▼
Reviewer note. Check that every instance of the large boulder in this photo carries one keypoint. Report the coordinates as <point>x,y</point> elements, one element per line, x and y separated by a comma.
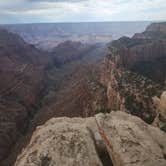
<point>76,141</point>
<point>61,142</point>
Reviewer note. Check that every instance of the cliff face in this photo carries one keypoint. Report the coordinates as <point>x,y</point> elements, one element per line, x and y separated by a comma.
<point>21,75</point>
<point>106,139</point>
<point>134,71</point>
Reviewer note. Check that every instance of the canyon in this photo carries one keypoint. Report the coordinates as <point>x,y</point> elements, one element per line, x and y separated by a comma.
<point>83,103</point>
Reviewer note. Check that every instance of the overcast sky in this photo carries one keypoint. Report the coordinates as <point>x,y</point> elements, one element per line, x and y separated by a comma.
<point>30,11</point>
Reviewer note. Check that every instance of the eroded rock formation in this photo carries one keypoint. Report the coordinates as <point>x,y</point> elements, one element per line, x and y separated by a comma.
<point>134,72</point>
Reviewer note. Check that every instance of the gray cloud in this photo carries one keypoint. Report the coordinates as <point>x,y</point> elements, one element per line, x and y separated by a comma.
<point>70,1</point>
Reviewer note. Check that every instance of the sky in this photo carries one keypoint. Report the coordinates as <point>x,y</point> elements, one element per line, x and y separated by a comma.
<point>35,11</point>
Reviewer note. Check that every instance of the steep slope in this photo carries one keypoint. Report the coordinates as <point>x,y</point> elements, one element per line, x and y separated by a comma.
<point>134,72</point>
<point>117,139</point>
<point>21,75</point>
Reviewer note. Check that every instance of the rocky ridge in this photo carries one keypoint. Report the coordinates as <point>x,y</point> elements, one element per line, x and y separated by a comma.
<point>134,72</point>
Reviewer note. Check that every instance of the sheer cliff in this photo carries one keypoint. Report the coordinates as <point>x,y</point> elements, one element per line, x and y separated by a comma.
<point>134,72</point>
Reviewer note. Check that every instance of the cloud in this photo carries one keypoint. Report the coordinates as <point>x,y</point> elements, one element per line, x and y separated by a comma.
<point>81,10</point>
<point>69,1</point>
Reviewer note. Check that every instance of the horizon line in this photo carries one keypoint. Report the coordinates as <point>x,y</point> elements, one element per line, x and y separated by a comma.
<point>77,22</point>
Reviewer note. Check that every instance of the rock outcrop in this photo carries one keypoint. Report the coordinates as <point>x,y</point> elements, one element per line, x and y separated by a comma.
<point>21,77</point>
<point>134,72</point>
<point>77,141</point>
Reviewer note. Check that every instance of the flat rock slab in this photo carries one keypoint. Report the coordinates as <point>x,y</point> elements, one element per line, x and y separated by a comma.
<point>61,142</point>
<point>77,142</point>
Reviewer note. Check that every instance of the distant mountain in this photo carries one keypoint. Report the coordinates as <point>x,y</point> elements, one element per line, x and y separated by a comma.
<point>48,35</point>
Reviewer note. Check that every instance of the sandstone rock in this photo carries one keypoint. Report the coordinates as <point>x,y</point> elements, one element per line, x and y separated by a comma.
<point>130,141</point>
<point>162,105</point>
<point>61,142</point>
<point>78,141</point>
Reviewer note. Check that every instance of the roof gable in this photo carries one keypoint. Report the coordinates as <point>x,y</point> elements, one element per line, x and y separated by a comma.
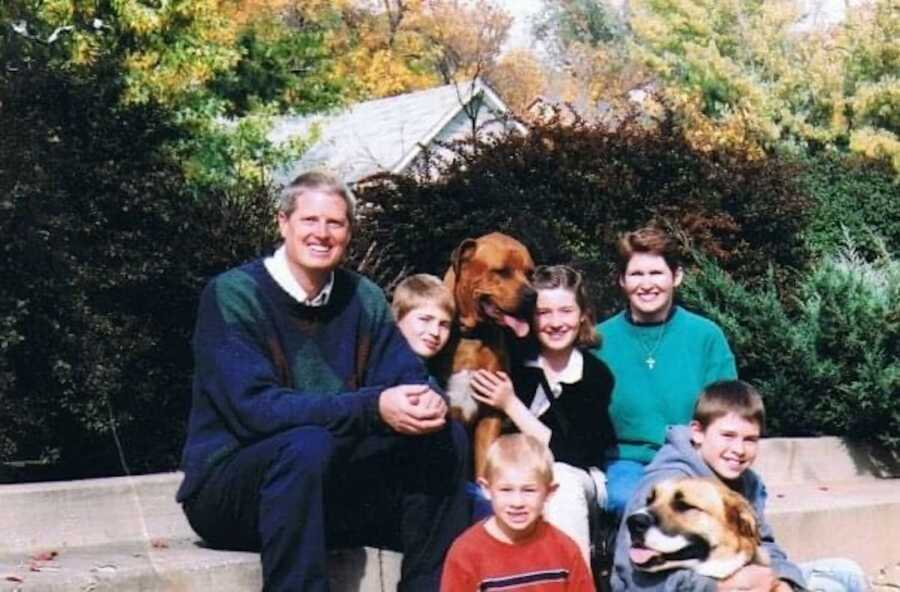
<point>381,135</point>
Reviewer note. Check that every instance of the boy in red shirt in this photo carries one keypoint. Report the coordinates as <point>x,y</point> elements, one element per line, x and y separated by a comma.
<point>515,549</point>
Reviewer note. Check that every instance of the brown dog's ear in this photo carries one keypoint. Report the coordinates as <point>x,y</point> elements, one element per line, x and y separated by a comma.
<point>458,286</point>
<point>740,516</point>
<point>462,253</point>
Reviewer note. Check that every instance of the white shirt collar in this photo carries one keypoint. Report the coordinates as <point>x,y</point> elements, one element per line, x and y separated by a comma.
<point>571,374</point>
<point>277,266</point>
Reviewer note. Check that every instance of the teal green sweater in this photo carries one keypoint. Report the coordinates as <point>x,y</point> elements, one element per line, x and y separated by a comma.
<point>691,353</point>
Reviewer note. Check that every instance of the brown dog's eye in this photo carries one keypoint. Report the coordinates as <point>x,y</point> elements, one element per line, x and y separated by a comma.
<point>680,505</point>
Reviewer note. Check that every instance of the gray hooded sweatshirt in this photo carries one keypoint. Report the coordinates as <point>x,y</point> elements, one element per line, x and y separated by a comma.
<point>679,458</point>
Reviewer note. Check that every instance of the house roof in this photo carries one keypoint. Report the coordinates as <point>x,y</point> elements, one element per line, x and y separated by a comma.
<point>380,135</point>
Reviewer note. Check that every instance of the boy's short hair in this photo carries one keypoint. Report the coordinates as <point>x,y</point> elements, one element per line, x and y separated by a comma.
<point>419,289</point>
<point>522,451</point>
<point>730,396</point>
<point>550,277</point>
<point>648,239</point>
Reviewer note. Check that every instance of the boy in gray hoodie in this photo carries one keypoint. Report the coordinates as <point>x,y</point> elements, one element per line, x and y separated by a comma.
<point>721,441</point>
▲
### [Task details]
Write out the data exactly, but not its pictures.

### [Task response]
Reviewer note. Check that every instance of the large boulder in this photo carries one keypoint. Report the coordinates as <point>x,y</point> elements, one element per line, x and y separated by a comma.
<point>76,141</point>
<point>61,142</point>
Reviewer note. Check that every instance of the cliff face in this photo carries one keypoint. Report the coordinates as <point>x,y</point> elements, one element per line, x and y separated by a comma.
<point>21,75</point>
<point>106,139</point>
<point>134,71</point>
Reviewer note. Check that every instance of the canyon in this photo carries one keypoint. Report the coordinates as <point>x,y</point> elements, one element per line, x and y separated by a comma.
<point>83,103</point>
Reviewer note. Check that every instance of the overcast sky in this photo carries one keypoint. Report the coordinates as <point>x,y</point> elements, one element per line, x and y separated by a comma.
<point>30,11</point>
Reviewer note. Check that every instance of the eroded rock formation in this photo carries one keypoint. Report the coordinates as <point>x,y</point> elements, one element per line, x and y separated by a comma.
<point>134,72</point>
Reviewer note. Check that every instance of the gray cloud in this photo carries one keypoint. Report the coordinates as <point>x,y</point> elements, one element per line, x and y separated by a comma.
<point>70,1</point>
Reviewer note. Check that every instance of the sky in this photo carries one keypoint. Report the coordinates as <point>x,y</point> elements, one element per line, x and y separated by a comma.
<point>35,11</point>
Reviewer note. Check that every instance of the steep slope in this photo carries one keypoint. Report the coordinates as <point>x,y</point> elements, one element per line, x and y separated by a comma.
<point>134,72</point>
<point>117,139</point>
<point>21,75</point>
Reviewer note. Check that every instance of the rocky ridge in this photo carries one keypoint. Report the coordinates as <point>x,y</point> elements, one element per line, x and y separated by a comma.
<point>134,72</point>
Reviewer note. Check that every instance of the sheer cliff in this photo carries one keypoint. Report the coordinates as <point>x,y</point> elements, one element per line, x and y separated by a comma.
<point>134,72</point>
Reviewer note. Check that every instance of the cloud in this photo carries one keypoint. Report the coordinates as <point>x,y</point> elements, one element per line, x and y separated by a comma.
<point>81,10</point>
<point>69,1</point>
Reviewer note. Check that every instance of the horizon line in this photo carries one keypoint. Report the coordinates as <point>x,y</point> elements, one element per line, x and y separated by a comma.
<point>77,22</point>
Reviewer note. Check that every instance of the rock outcrop in this photo carries one keypoint. Report the coordinates as <point>x,y</point> elements, one element per line, x and y separated by a comma.
<point>21,77</point>
<point>134,72</point>
<point>77,141</point>
Reviewer note. Check that every instance of the flat rock slab in this photo carries one keypoint. Report the coordinates as <point>x,y</point> elements, one element per line, x and y separated by a comma.
<point>61,142</point>
<point>77,142</point>
Reviewer note. Check that every instance of the distant mountain in this photo carries one keypoint. Report the coordinates as <point>x,y</point> elements, one element per line, x and y separated by a comma.
<point>48,35</point>
Reviewer note. Check that every instance of the sandstone rock in this photo carries one keypoint. Report the coordinates as <point>x,y</point> elements, one element per line, x and y separated by a comma.
<point>130,141</point>
<point>162,105</point>
<point>61,142</point>
<point>78,141</point>
Reviewer note. Check that every instance of the roof gable in this photo carries one keypoint. Report the coordinates as <point>x,y</point> elements, one element per line, x and y separated by a comma.
<point>381,135</point>
Reviewer note. Check that every instance of the boy in red shirt in this photo carries one keypoint. Report the coordinates as <point>x,y</point> elements, one element per line, x and y separated by a comma.
<point>515,549</point>
Reviewer note. Check that every instance of the brown dog's ear in this photo carries one keypoint. Report the coordinates as <point>x,y</point> elements, one element per line, x and y separated by a comma.
<point>458,286</point>
<point>740,516</point>
<point>462,253</point>
Reviewer note. Check that every instance of the white shirt collar in this photo carries one keypoint. Report the coordinates as <point>x,y</point> elements, one element per line, x and y separated by a comma.
<point>571,374</point>
<point>277,266</point>
Reviewer note. Check that every instance of the teal green sweater in this photo carries one keypoint. Report the coordinates as <point>x,y</point> elements, one element per line, x and y separated by a comma.
<point>691,353</point>
Reviewer note. Check that every instance of the brown dog's eye in this photo carries one keypoint. Report the coordinates as <point>x,y</point> elements, one element per line, x and y separated by a comma.
<point>680,505</point>
Reviewer note. Check that every instance of the gray hooded sweatshirt in this photo carries one keypoint. Report the coordinates as <point>x,y</point> elements, one element per line, x and y separated by a comma.
<point>679,458</point>
Reviewer note. Check that every instance of the house roof in this photo carries one keypoint. Report the coordinates as <point>x,y</point> elements, one element per line, x and y separated by a comma.
<point>380,135</point>
Reviewer note. Check that every instance of the boy's short hair in this photo carries one keypoint. Report the coordinates as <point>x,y</point> elements, one element per line, x and y separated by a comma.
<point>419,289</point>
<point>522,451</point>
<point>730,396</point>
<point>550,277</point>
<point>648,239</point>
Reviewer note. Check that every instance of the boy in gray hoodie in this photo carries one keypoint. Report the coordinates as <point>x,y</point> elements, one element per line, x and y separated by a comma.
<point>721,441</point>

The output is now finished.